» **Entries shown**:
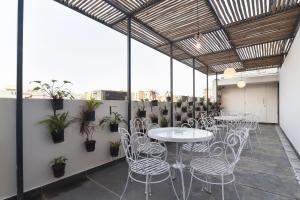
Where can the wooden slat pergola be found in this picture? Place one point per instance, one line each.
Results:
(245, 34)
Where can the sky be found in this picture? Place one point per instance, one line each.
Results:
(64, 45)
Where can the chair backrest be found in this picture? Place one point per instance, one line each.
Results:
(229, 151)
(139, 125)
(193, 122)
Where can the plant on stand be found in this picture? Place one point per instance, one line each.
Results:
(141, 113)
(56, 124)
(58, 166)
(114, 148)
(91, 106)
(56, 92)
(87, 129)
(154, 118)
(153, 96)
(112, 121)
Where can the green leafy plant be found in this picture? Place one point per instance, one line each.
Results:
(114, 118)
(92, 104)
(53, 90)
(164, 122)
(57, 122)
(59, 161)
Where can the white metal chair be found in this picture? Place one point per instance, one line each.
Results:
(221, 162)
(148, 168)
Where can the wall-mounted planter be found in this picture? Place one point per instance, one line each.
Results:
(178, 104)
(58, 136)
(57, 104)
(58, 170)
(90, 145)
(154, 103)
(164, 112)
(154, 120)
(114, 127)
(90, 115)
(114, 151)
(141, 113)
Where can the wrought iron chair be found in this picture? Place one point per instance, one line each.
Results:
(221, 162)
(148, 168)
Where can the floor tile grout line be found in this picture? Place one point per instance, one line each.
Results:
(102, 186)
(253, 187)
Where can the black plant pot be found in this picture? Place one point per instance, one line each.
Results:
(164, 112)
(154, 103)
(58, 170)
(154, 120)
(58, 136)
(90, 115)
(114, 127)
(57, 104)
(142, 113)
(178, 117)
(114, 151)
(90, 145)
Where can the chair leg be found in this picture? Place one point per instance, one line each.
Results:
(147, 179)
(237, 193)
(125, 186)
(191, 183)
(222, 187)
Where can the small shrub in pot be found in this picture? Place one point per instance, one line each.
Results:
(112, 121)
(56, 124)
(57, 92)
(58, 166)
(91, 106)
(114, 148)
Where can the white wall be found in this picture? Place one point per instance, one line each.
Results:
(39, 149)
(289, 91)
(260, 99)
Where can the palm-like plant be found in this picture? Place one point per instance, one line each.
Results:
(53, 90)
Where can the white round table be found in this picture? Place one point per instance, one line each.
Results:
(180, 136)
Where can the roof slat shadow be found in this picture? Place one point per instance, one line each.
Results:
(274, 48)
(175, 19)
(230, 11)
(211, 42)
(270, 28)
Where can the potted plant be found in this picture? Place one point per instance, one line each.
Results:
(141, 113)
(112, 121)
(164, 110)
(56, 124)
(87, 129)
(57, 93)
(154, 118)
(91, 106)
(178, 103)
(178, 116)
(164, 122)
(58, 166)
(114, 148)
(153, 95)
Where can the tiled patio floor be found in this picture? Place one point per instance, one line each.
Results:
(264, 174)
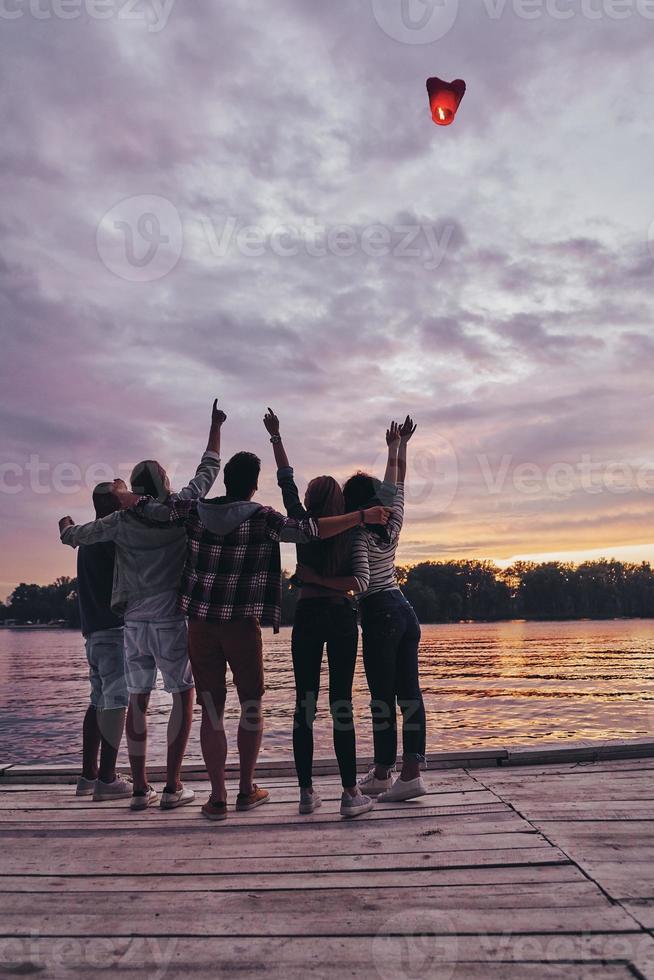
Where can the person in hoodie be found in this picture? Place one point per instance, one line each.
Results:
(104, 721)
(147, 573)
(231, 587)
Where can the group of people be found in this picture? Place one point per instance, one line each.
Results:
(177, 583)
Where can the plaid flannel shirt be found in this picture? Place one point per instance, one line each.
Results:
(235, 575)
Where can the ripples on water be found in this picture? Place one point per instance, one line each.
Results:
(484, 685)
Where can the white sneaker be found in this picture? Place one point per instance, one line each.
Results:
(143, 800)
(309, 801)
(85, 787)
(120, 789)
(354, 806)
(371, 786)
(170, 801)
(404, 790)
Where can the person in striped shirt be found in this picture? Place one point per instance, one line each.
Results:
(391, 636)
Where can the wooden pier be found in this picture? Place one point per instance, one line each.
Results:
(504, 872)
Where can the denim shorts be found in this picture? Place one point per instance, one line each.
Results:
(106, 656)
(157, 645)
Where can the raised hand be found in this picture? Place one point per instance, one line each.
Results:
(307, 575)
(271, 422)
(218, 417)
(125, 497)
(407, 429)
(393, 435)
(376, 515)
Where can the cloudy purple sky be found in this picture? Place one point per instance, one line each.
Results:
(250, 200)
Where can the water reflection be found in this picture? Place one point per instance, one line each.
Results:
(484, 684)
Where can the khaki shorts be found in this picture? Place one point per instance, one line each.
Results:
(106, 656)
(157, 646)
(212, 646)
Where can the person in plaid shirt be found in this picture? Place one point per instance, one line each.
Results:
(231, 586)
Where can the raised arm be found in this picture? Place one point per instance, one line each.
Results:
(393, 443)
(207, 471)
(406, 431)
(271, 423)
(104, 529)
(329, 527)
(296, 531)
(285, 478)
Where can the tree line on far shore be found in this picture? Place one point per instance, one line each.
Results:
(440, 592)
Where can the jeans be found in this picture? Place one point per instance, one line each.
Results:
(319, 622)
(391, 638)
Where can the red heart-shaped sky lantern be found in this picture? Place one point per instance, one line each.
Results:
(445, 99)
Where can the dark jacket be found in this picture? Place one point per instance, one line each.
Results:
(95, 577)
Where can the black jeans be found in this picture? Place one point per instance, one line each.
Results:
(334, 622)
(391, 638)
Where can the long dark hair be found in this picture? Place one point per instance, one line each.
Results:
(359, 493)
(324, 498)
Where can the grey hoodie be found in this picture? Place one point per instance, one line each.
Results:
(149, 557)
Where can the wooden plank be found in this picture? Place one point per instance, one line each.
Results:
(386, 957)
(234, 914)
(506, 756)
(164, 829)
(61, 797)
(89, 859)
(321, 817)
(290, 845)
(564, 883)
(643, 912)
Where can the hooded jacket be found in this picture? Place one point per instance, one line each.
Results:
(233, 563)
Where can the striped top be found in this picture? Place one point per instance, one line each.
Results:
(379, 556)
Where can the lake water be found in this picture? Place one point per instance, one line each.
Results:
(484, 685)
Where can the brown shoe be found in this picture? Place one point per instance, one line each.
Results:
(214, 811)
(248, 801)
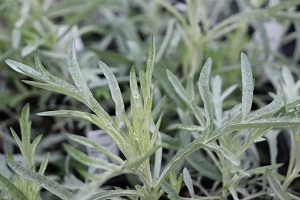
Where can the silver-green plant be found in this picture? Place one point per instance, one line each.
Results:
(214, 132)
(20, 187)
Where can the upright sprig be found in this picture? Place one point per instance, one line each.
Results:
(222, 135)
(135, 141)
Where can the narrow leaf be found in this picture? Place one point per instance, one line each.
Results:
(150, 60)
(205, 93)
(42, 180)
(276, 187)
(224, 152)
(188, 182)
(80, 83)
(271, 108)
(89, 143)
(10, 189)
(170, 191)
(57, 88)
(88, 160)
(136, 102)
(115, 93)
(248, 86)
(179, 89)
(44, 164)
(264, 123)
(68, 113)
(103, 195)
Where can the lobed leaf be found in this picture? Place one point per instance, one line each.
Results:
(248, 86)
(42, 180)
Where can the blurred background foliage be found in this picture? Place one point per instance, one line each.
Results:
(118, 33)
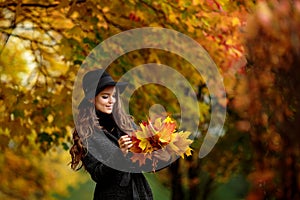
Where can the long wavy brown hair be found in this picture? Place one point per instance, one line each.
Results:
(87, 122)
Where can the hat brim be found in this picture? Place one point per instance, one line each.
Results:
(120, 85)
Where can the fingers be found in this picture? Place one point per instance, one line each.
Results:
(125, 143)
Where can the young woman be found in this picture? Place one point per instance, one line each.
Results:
(101, 141)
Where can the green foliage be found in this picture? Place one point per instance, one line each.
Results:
(44, 43)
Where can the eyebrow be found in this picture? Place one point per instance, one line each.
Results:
(107, 93)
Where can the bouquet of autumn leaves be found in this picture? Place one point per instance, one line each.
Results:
(156, 135)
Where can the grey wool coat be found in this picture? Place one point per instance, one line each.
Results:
(116, 177)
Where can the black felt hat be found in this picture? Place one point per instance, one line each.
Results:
(95, 81)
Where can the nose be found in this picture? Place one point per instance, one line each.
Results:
(111, 100)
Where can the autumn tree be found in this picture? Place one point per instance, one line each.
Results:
(270, 108)
(57, 36)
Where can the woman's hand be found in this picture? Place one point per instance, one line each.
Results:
(125, 143)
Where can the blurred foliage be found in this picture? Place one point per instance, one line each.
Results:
(43, 44)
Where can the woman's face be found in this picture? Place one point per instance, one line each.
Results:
(105, 100)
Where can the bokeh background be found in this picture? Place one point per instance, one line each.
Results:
(255, 44)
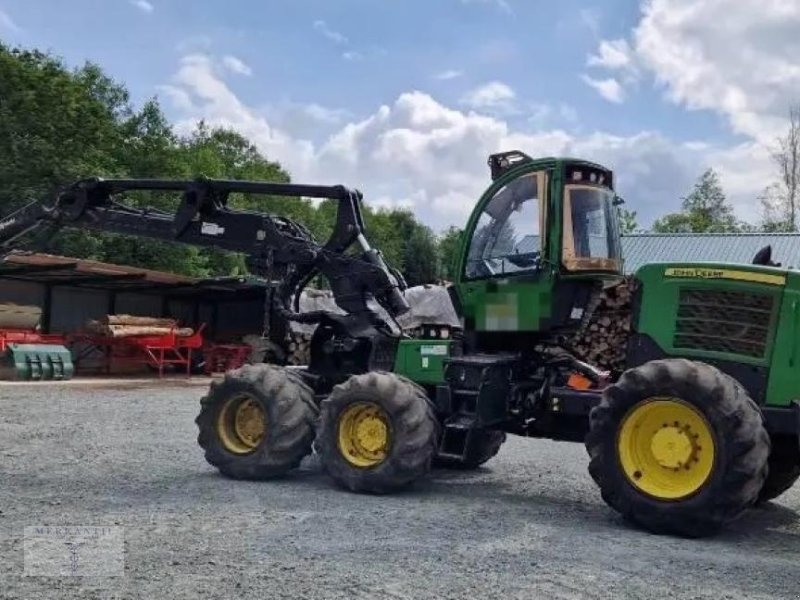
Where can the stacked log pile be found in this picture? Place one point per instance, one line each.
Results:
(603, 340)
(118, 326)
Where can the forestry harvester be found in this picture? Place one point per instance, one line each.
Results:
(702, 423)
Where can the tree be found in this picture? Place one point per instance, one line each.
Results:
(628, 222)
(56, 125)
(449, 245)
(781, 198)
(59, 124)
(704, 210)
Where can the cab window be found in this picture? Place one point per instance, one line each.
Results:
(507, 238)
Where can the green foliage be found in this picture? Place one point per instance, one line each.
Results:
(628, 222)
(704, 210)
(58, 125)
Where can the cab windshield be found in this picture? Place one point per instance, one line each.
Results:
(507, 238)
(591, 232)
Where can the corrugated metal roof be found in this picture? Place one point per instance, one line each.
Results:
(641, 248)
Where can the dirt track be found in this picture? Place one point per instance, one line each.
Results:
(530, 525)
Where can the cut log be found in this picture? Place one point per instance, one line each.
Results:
(19, 316)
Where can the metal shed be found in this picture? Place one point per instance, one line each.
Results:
(642, 248)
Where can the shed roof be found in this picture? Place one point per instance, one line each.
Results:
(642, 248)
(62, 270)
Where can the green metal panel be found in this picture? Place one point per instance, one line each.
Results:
(39, 361)
(783, 385)
(422, 360)
(663, 283)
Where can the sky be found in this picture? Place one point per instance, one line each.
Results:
(405, 99)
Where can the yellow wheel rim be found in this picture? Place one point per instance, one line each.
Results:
(666, 448)
(241, 424)
(364, 434)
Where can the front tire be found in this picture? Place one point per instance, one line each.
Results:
(678, 447)
(257, 423)
(377, 433)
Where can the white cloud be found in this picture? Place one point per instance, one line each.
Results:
(6, 22)
(501, 4)
(331, 34)
(143, 5)
(494, 95)
(609, 88)
(738, 59)
(237, 66)
(448, 74)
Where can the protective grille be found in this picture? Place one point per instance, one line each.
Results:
(724, 321)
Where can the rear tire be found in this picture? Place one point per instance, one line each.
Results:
(274, 398)
(741, 446)
(483, 446)
(377, 433)
(784, 468)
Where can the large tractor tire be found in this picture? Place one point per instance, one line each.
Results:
(377, 433)
(784, 468)
(678, 447)
(257, 423)
(482, 447)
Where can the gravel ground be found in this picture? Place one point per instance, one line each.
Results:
(531, 524)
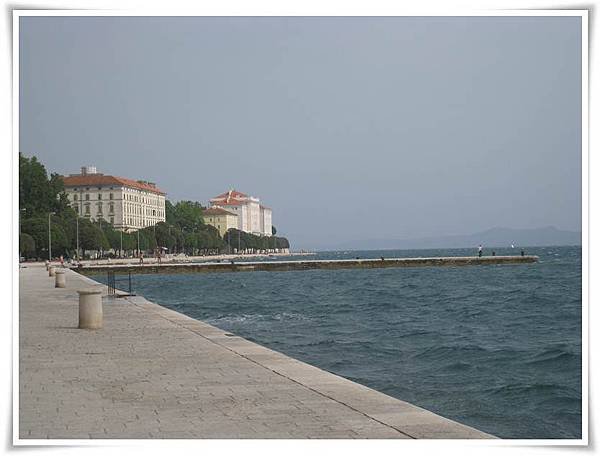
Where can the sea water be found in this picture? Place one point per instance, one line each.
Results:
(497, 347)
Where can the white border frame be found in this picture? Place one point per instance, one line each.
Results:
(291, 10)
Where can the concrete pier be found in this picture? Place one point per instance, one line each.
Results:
(151, 372)
(299, 265)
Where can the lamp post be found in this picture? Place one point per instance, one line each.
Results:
(50, 214)
(77, 220)
(20, 210)
(183, 241)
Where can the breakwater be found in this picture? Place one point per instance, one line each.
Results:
(299, 265)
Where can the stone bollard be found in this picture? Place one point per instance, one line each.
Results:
(60, 279)
(90, 308)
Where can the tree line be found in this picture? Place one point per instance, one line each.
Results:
(44, 208)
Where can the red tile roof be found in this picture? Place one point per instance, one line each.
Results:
(231, 194)
(90, 180)
(231, 202)
(217, 211)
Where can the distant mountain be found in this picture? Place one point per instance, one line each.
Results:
(495, 237)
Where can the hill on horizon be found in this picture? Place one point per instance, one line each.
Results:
(494, 237)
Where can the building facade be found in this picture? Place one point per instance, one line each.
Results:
(252, 216)
(125, 203)
(220, 219)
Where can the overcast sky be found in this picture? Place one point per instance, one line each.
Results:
(349, 128)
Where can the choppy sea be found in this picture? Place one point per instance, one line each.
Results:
(496, 347)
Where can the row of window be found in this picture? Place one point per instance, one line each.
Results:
(142, 199)
(133, 209)
(127, 197)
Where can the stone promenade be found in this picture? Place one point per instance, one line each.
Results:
(154, 373)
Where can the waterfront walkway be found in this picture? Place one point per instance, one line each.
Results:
(154, 373)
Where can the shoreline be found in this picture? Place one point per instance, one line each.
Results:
(157, 373)
(302, 265)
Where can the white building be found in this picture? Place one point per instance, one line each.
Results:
(127, 204)
(252, 216)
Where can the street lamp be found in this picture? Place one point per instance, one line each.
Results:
(20, 210)
(77, 220)
(49, 237)
(183, 241)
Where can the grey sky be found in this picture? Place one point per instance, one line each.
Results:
(349, 128)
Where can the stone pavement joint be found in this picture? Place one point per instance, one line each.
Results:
(152, 372)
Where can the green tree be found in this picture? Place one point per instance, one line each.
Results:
(37, 228)
(39, 195)
(91, 236)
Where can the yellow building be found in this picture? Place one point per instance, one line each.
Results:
(220, 219)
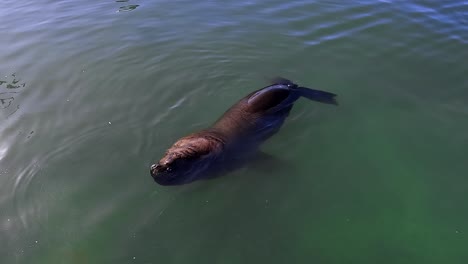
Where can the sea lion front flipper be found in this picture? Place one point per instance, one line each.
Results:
(317, 95)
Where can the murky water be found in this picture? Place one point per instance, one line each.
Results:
(93, 92)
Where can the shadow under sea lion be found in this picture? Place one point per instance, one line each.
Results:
(234, 139)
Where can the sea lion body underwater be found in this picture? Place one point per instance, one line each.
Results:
(235, 137)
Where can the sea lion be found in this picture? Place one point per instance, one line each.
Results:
(235, 137)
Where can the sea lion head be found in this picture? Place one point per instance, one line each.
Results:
(186, 161)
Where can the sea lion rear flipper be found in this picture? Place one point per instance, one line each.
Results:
(317, 95)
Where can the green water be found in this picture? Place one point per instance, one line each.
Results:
(92, 93)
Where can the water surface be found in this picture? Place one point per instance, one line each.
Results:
(92, 93)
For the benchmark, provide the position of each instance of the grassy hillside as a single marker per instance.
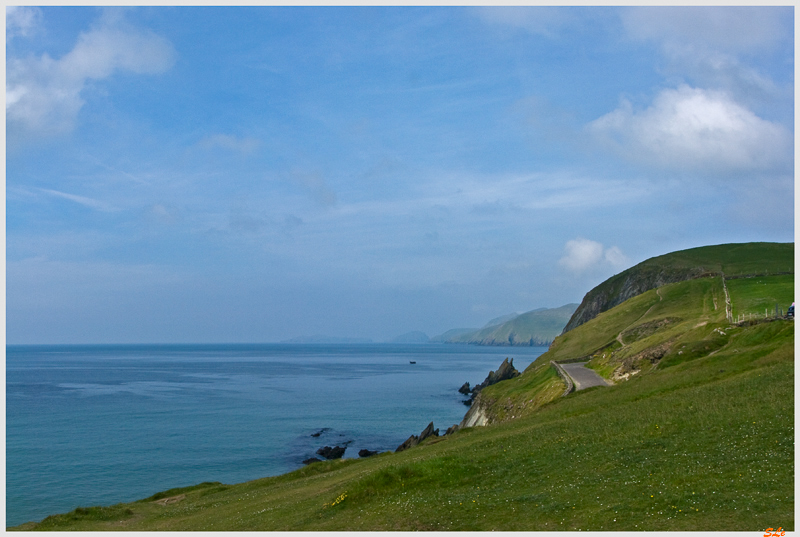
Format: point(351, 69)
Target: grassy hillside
point(695, 435)
point(537, 327)
point(730, 260)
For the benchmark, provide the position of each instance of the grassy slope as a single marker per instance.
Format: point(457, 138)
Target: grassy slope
point(673, 450)
point(702, 441)
point(755, 295)
point(732, 260)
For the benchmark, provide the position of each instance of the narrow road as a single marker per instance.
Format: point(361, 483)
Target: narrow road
point(582, 376)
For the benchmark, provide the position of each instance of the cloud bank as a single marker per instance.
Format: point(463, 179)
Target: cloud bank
point(584, 255)
point(43, 95)
point(696, 130)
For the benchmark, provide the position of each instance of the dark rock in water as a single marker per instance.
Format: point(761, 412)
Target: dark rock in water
point(413, 440)
point(428, 431)
point(506, 371)
point(331, 452)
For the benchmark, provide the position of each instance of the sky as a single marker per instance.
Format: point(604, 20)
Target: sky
point(254, 174)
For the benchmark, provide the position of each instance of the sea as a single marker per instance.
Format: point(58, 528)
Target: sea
point(101, 424)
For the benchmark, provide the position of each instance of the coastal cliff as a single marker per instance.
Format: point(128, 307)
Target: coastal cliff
point(728, 260)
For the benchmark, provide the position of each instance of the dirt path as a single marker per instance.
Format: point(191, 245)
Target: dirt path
point(582, 376)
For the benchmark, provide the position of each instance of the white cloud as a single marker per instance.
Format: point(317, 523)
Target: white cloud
point(232, 143)
point(582, 255)
point(722, 28)
point(543, 20)
point(21, 21)
point(91, 203)
point(719, 47)
point(43, 95)
point(696, 129)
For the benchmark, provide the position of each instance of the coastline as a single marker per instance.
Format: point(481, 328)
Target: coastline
point(247, 423)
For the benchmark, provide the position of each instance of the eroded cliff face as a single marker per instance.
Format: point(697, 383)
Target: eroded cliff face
point(476, 415)
point(628, 284)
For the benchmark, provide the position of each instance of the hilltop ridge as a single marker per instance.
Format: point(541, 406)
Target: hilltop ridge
point(730, 260)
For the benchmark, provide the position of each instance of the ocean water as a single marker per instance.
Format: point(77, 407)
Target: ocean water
point(102, 424)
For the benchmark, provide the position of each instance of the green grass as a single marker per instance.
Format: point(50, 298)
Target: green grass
point(757, 295)
point(702, 445)
point(700, 439)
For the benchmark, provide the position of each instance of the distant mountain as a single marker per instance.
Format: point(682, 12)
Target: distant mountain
point(504, 319)
point(450, 334)
point(726, 260)
point(326, 339)
point(536, 327)
point(411, 337)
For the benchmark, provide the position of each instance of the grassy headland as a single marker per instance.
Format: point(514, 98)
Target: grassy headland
point(696, 434)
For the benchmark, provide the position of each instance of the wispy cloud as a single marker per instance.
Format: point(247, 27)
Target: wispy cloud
point(21, 21)
point(582, 255)
point(43, 95)
point(91, 203)
point(725, 29)
point(697, 130)
point(542, 20)
point(231, 143)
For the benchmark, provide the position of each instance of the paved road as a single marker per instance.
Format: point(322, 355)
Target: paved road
point(582, 376)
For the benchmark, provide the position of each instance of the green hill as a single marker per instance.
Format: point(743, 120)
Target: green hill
point(728, 260)
point(537, 327)
point(696, 434)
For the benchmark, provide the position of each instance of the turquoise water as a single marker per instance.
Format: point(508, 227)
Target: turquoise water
point(98, 425)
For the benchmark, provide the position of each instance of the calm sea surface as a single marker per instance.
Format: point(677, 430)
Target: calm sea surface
point(102, 424)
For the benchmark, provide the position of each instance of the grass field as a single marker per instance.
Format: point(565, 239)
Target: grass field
point(758, 296)
point(703, 440)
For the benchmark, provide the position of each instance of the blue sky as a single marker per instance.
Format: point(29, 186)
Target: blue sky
point(256, 174)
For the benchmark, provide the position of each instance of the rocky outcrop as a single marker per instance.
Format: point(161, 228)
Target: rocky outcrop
point(645, 276)
point(332, 452)
point(504, 372)
point(414, 440)
point(475, 416)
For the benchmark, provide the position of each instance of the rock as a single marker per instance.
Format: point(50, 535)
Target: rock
point(412, 441)
point(504, 372)
point(451, 430)
point(331, 452)
point(428, 431)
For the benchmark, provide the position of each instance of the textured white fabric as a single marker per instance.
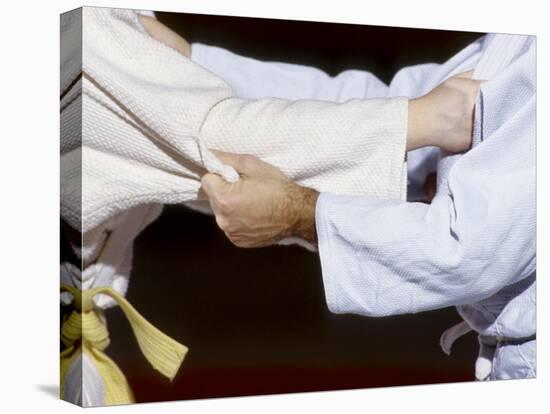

» **Exercise directions**:
Report every line of the rows above that contains the word "foliage".

» **Exercise solution**:
Where can the blurred background foliage be found in this picture? Place one point per instance, one line each.
Where can the green foliage be found in this picture? Place one point per instance, one line each.
Where can the blurred foliage be found in this picture? Place one point per instance, one line each.
Where can the green foliage be found in this picture? Place one point per instance, one line each.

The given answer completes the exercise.